■ WHAT THIS EXERCISE ASKS
- 1) In the news item about the Lakehead University law course, copy word for word the part that opens with the words containing "NAN had been" and closes with "Canada in 2011.".
- 2) According to the news item about the Lakehead University law course, in what year did the Federation of Law Societies of Canada accept the law school's original proposed curriculum?
- 3) Continue the news item about the Lakehead University law course, starting after its last sentence.

**** TEXT SECTION

Nishnawbe Aski Nation is calling for Lakehead University to re-implement a full-credit indigenous course in the new law school’s course of study, as students continue a sit in protest.
“Nishnawbe Aski Nation supports the position of the students — I don’t think it is right to minimize the importance of the Native people from a full-credit to a half-credit,” said Deputy Grand Chief Goyce Kakegamic. “After close analysis of the situation, NAN demands the university follow the original course curriculum that was approved by the Senate, the Law Society of Upper Canada and the Ontario Ministry of Education.”
NAN had been involved in the final approved proposal for LU’s new law school after LU’s first proposal was rejected.
“Lakehead University would be a trailblazer and fore runner in indigenous learning and legal education not only nationally but internationally by offering the original course that focuses on Indigenous worldviews,” Kakegamic said.
Lee Stuesser, dean of the new law school, said the course was changed to a half-credit to accommodate the inclusion of a criminal law component that had not been in the law school’s proposed curriculum that was originally accepted by the Federation of Law Societies of Canada in 2011.

********
**** RECORDS SHOWN

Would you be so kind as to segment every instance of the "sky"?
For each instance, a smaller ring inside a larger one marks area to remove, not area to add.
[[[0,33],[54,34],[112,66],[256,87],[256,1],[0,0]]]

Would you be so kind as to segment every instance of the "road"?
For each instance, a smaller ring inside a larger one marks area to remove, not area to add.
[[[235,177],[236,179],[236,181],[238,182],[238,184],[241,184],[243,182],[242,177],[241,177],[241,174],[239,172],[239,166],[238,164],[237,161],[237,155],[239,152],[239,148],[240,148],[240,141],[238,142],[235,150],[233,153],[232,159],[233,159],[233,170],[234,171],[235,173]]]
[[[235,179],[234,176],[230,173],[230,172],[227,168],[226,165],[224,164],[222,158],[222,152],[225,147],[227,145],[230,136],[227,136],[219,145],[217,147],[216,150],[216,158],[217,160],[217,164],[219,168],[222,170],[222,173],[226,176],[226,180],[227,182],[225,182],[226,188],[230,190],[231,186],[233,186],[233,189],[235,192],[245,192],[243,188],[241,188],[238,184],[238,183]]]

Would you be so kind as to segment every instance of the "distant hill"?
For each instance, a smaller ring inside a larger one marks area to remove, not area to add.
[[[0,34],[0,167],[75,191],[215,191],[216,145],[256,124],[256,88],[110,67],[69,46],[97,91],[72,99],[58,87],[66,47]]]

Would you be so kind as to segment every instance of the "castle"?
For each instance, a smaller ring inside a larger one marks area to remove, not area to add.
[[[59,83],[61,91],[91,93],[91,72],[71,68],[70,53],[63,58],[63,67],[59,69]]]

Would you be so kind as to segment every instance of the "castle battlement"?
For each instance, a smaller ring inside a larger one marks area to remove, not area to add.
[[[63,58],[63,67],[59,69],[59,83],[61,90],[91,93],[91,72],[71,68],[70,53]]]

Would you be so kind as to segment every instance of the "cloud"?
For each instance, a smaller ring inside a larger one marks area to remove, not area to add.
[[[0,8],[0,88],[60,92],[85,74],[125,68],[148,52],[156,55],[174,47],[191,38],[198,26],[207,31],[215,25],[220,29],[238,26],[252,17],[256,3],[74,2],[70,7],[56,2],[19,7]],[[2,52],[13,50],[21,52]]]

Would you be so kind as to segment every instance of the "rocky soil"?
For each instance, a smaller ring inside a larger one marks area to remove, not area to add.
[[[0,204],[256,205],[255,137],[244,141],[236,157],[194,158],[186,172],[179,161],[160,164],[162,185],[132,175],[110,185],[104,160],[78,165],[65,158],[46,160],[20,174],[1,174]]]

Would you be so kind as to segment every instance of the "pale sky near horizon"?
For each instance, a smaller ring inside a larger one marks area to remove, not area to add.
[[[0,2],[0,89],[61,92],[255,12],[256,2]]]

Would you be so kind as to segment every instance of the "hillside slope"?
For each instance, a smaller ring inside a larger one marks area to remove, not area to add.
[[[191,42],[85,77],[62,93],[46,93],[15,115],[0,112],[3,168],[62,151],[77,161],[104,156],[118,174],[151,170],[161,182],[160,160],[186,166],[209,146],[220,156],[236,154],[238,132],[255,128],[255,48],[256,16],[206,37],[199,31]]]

********

■ RESULTS IN ORDER
- 1)
NAN had been involved in the final approved proposal for LU’s new law school after LU’s first proposal was rejected.
“Lakehead University would be a trailblazer and fore runner in indigenous learning and legal education not only nationally but internationally by offering the original course that focuses on Indigenous worldviews,” Kakegamic said.
Lee Stuesser, dean of the new law school, said the course was changed to a half-credit to accommodate the inclusion of a criminal law component that had not been in the law school’s proposed curriculum that was originally accepted by the Federation of Law Societies of Canada in 2011.

- 2) 2011

- 3)
“We had to make some changes and property law was one course that I felt we could cut from six credits to three,” Stuesser said. “And then we took a good look at the Native Canadian World View course and I thought it could run very well as a half course, complementing at the same time, a course called Foundations of Canadian Law, which is the western perspective.
We’ll see the Aboriginal perspective in the one and the western perspective in the other.”
Kakegamic said there are plenty of indigenous issues that could be studied in a full-credit indigenous course, noting that Lakehead University is located in the middle of First Nations territory.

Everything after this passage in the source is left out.